PASSAGE EXTRAIT:
========================================================================

Dans le rapport annuel de la Commission européenne sur l’État de droit, le Media Pluralism Monitor, qui évalue les risques touchant la liberté et le pluralisme des médias dans l’UE, a introduit pour la première fois un classement global des États membres. Celui-ci est divisé en cinq niveaux de risque, la Bulgarie, la Grèce, la Hongrie, Malte, la Pologne, la Roumanie et la Slovénie étant identifiées comme des pays à « haut risque ». De ce fait, l’indépendance éditoriale et administrative des radiodiffuseurs publics de ces pays devrait être renforcée. Lors de la présentation du rapport sur l’État de droit de la Commission européenne, en juillet, la vice-présidente Věra Jourová, responsable des valeurs et de la transparence au sein de la Commission européenne, a déclaré que les développements en Slovénie avaient incité la Commission à réfléchir à une loi sur la liberté des médias à l’échelle européenne.
« Le rapport montre que la protection des journalistes, l’indépendance des médias publics ou des autorités de régulation et le pluralisme des médias sont déficients (…). Ceci est un signal d’alarme inquiétant », a déclaré Maja Sever, la présidente de la Fédération européenne des journalistes (FEJ). Elle a en outre appelé la Commission européenne à « adopter une loi forte sur la liberté des médias, qui renforcerait concrètement la protection des journalistes et l’indépendance des médias. (…) Elle devrait également imposer à l’industrie des médias une plus grande transparence et un respect total de l’autonomie éditoriale ».

========================================================================

EXTRAIT DE DONNÉES:
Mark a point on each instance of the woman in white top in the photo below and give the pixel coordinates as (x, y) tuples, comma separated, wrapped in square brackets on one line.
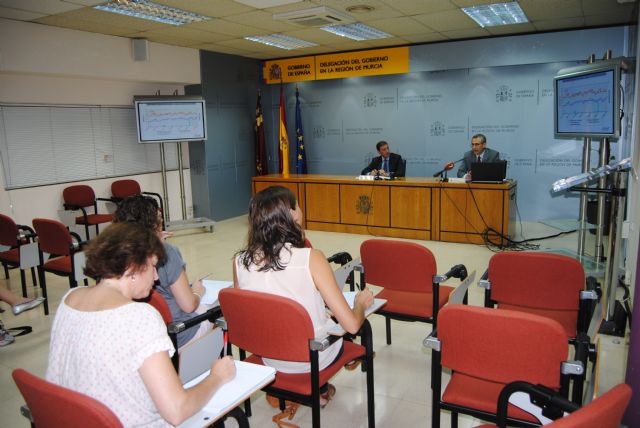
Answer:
[(116, 350), (275, 261)]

========================================================================

ÉNONCÉ 1: D'après le passage extrait sur la liberté des médias, en combien de niveaux de risque le classement global des États membres est-il divisé ?
ÉNONCÉ 2: Poursuivez le texte sur la liberté des médias dans l'UE à partir de sa dernière phrase.
Il n'est pas nécessaire de consulter la liste pour faire ce travail.

RÉPONSE À L'EXERCICE 1: En cinq niveaux de risque.

RÉPONSE À L'EXERCICE 2:
Future loi européenne sur la liberté des médias – que faut-il en attendre ?
Le European Media Freedom Act (EMFA) devrait être présenté par la Commission européenne à la mi-septembre, après qu’une directive anti-SLAPP a été proposée dès le mois d’avril. Les poursuites stratégiques contre la mobilisation publique – communément appelées SLAPP, de l’anglais Strategic Lawsuit Against Public Participation – sont des actions intentées contre des journalistes, des médias et des activistes. Elles sont considérées comme une forme particulière de harcèlement des journalistes, car les procédures judiciaires s’étendent généralement sur plusieurs années et représentent donc une perte d’argent et de temps considérable pour le défendeur. Ce phénomène est en augmentation dans l’UE. La Commission européenne a l’intention de mettre en place des mesures de protection efficaces afin d’éviter que les journalistes soient réduits au silence par ce type de harcèlement. Selon la Commission européenne, la diffamation est un des prétextes les plus fréquents des SLAPP lancées contre des journalistes.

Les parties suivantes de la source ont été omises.